Quoted passage:
* * *
Hong Kong must brace itself for the era of geopolitics

October 09, 2023 15:00
Photo: Xinhua

The age of geopolitics is upon us.

From the war in Ukraine to the intensification of Sino-American rivalry, from increasing tensions over the South China Sea and the Taiwan Straits to the Indo-Pakistani border, we’re witnessing an era of heightened risk for what Steve Roach terms ‘accidental conflict’. That is, the probability of an unbridled and unmanageable geopolitical clash between competing powers, has rapidly and precipitously increased – as compared with twenty years ago.

Propaganda, counter-propaganda, narratives, and lies have become the norm for international discourse, as regimes opt to engage and communicate largely with domestic audiences, as opposed to one another. Talk of decoupling and rerouting of supply chains has come to dominate the news, with many pundits opining that globalisation is dead. And hence, long live globalisation!

Given these treacherous conditions, then, it is vital that Hong Kong braces itself for the storm, for the tempest in which we are situated. As a SAR, as a city of China’s, but also as a home for 7.5 million denizens on the face of Earth, it falls upon Hong Kong – its political leaders, governmental figures, and private sector – to prepare the city and its population for the challenges ahead. Sure, few could be immune against the challenges and turmoil of geopolitics, yet there is much that can and ought to be done.

The first, is that Hong Kong must vastly improve public literacy rates and cognition of geopolitics. Political, business, civil service leaders, if they have not done so already, must be equipped with the necessary knowledge – derived through not just textbook/formal education, but through informal conversations with those in the know – to navigate the frothy seas ahead. This is especially vital for those who are moving in the circles straddling commerce, private wealth, and finance, where for perhaps too long many, including exceptionally bright leaders in the field, have come to complacently conflate politics with economics, and reduce all macro analysis into sector- and industry-based analysis.
* * *
Excerpted records:
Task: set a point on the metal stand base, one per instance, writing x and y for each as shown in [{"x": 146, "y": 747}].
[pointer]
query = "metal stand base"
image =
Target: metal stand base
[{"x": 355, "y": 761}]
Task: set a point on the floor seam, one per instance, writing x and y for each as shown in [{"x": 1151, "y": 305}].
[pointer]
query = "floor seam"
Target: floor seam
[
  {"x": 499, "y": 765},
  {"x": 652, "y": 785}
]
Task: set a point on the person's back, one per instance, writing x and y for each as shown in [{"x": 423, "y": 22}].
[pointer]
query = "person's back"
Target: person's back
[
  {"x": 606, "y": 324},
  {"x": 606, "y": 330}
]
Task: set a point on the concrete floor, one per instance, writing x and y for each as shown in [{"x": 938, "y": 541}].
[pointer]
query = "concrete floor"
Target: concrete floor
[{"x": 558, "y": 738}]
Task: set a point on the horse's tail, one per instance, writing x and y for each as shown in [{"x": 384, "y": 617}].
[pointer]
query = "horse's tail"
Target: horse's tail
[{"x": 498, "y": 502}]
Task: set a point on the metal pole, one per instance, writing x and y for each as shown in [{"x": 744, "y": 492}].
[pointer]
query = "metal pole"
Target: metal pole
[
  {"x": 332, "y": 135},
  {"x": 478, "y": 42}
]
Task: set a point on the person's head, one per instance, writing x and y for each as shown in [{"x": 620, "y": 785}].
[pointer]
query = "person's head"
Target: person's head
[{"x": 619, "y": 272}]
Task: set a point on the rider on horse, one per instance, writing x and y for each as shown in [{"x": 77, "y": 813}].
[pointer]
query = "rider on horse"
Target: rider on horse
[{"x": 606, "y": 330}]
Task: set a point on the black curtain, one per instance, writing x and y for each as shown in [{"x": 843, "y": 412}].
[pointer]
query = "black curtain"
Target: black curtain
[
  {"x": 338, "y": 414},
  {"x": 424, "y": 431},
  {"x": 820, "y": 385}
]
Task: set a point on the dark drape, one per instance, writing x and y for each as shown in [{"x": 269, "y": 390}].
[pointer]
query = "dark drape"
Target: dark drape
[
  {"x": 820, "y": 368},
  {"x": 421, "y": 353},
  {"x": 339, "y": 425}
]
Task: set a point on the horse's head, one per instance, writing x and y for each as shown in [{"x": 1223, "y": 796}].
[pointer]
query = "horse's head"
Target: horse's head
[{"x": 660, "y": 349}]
* * *
Task 1:
Translate this sentence from the Hong Kong geopolitics article into Spanish: "The age of geopolitics is upon us."
Task 2:
Return the passage of the Hong Kong geopolitics article that begins at the words "Propaganda, counter-propaganda, narratives, and" and stops after "long live globalisation!".

Expected output 1:
La era de la geopolítica ya está aquí.

Expected output 2:
Propaganda, counter-propaganda, narratives, and lies have become the norm for international discourse, as regimes opt to engage and communicate largely with domestic audiences, as opposed to one another. Talk of decoupling and rerouting of supply chains has come to dominate the news, with many pundits opining that globalisation is dead. And hence, long live globalisation!